◆ **СПИСОК ЗАДАНИЙ**
**1)** Перепишите из статьи без изменений отрывок от слов «В составе этого» до слов «Пушкиным много раз.» включительно.
**2)** В виде чего, согласно статье, изображена свобода в стихотворении «А. Шенье»?

◆ **СТАТЬЯ**
В составе этого образа всякое чувство, переживаемое человеком, представляется напитком, сладким или горьким, целебным или ядовитым. Так, в стихотворении «А. Шенье» свобода изображена в виде чаши, откуда льется в души целебная влага:

Народ, вкусивший раз твой нектар освященный, Все ищет вновь упиться им; Как будто Вакхом разъяренный, Он бредит, жаждою томим.

Тот же образ, в особенности образ жидкого яда, повторен Пушкиным много раз.

◆ **ПРЕДОСТАВЛЕННЫЕ ЗАПИСИ**
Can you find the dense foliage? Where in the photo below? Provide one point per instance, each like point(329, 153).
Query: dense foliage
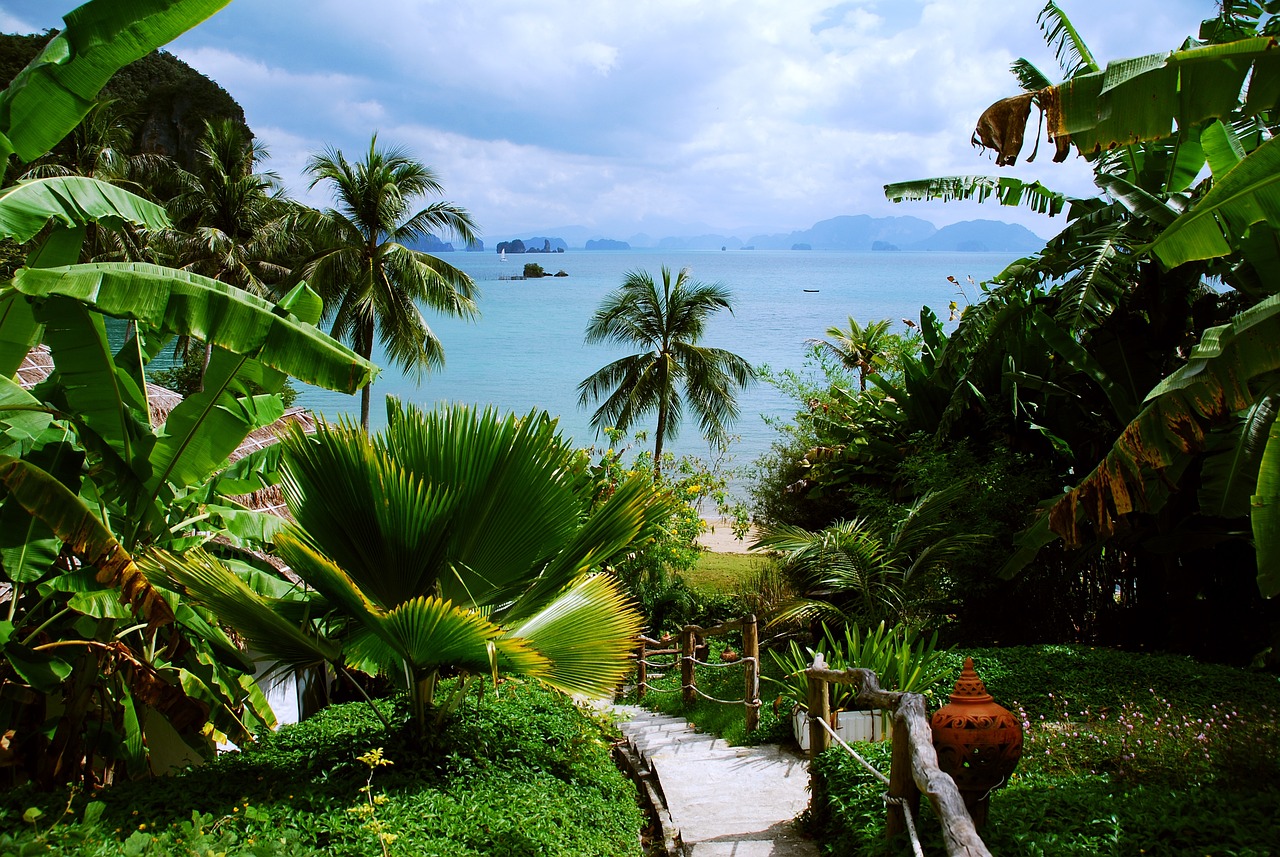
point(1123, 376)
point(519, 771)
point(163, 101)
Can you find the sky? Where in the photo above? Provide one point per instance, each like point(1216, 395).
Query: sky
point(664, 117)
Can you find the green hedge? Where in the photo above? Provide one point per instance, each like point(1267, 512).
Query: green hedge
point(519, 773)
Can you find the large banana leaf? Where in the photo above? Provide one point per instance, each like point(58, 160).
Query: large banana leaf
point(1226, 374)
point(214, 312)
point(74, 523)
point(1247, 195)
point(72, 201)
point(97, 394)
point(206, 427)
point(251, 614)
point(1266, 516)
point(18, 330)
point(1139, 99)
point(56, 90)
point(1006, 191)
point(1066, 347)
point(1233, 457)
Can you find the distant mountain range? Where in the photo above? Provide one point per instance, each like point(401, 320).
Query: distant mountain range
point(858, 233)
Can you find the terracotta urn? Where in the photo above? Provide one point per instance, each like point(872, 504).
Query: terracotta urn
point(978, 742)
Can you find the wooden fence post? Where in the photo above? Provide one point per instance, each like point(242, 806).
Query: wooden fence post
point(752, 661)
point(819, 709)
point(686, 664)
point(901, 783)
point(641, 669)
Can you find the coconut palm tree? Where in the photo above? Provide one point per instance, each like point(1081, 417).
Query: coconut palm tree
point(371, 283)
point(232, 221)
point(860, 349)
point(452, 541)
point(667, 324)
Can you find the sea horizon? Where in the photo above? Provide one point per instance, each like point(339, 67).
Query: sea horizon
point(526, 352)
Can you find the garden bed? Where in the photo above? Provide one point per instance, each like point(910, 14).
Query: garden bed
point(519, 773)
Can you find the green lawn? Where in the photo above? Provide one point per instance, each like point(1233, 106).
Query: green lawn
point(723, 573)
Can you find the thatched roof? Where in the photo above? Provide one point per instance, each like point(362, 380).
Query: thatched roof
point(39, 363)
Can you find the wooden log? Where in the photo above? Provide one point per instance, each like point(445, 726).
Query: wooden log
point(688, 638)
point(752, 660)
point(900, 779)
point(722, 628)
point(910, 711)
point(819, 707)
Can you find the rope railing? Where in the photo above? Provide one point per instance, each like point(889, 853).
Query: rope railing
point(691, 640)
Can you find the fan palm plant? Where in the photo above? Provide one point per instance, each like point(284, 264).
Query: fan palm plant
point(455, 541)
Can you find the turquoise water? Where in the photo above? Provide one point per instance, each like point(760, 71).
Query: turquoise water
point(526, 349)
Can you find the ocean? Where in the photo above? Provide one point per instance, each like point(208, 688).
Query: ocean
point(526, 348)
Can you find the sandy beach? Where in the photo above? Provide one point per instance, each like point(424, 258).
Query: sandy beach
point(720, 537)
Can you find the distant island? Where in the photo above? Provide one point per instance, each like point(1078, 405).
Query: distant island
point(856, 233)
point(517, 246)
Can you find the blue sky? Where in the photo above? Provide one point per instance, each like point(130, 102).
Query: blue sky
point(667, 117)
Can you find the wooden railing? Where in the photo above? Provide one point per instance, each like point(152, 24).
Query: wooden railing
point(688, 654)
point(914, 766)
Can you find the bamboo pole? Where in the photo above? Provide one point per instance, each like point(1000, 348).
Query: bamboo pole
point(752, 660)
point(641, 670)
point(688, 637)
point(819, 706)
point(900, 782)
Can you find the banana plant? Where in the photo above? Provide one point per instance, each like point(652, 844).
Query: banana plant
point(87, 484)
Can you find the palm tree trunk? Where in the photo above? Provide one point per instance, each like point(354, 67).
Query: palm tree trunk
point(657, 443)
point(365, 348)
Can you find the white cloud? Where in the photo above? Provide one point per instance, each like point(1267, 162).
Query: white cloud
point(737, 113)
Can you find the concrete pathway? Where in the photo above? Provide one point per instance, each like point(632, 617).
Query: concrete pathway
point(726, 801)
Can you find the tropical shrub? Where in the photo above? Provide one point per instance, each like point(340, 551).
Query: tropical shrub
point(1139, 342)
point(653, 572)
point(903, 659)
point(520, 771)
point(1124, 754)
point(867, 572)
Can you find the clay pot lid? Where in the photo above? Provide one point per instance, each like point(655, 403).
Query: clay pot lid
point(969, 687)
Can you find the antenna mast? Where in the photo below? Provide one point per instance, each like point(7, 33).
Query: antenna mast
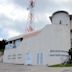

◆ **ОТВЕТЫ К ЗАДАНИЯМ**
**1)**
В составе этого образа всякое чувство, переживаемое человеком, представляется напитком, сладким или горьким, целебным или ядовитым. Так, в стихотворении «А. Шенье» свобода изображена в виде чаши, откуда льется в души целебная влага:

Народ, вкусивший раз твой нектар освященный, Все ищет вновь упиться им; Как будто Вакхом разъяренный, Он бредит, жаждою томим.

Тот же образ, в особенности образ жидкого яда, повторен Пушкиным много раз.

**2)** В виде чаши, откуда льется в души целебная влага.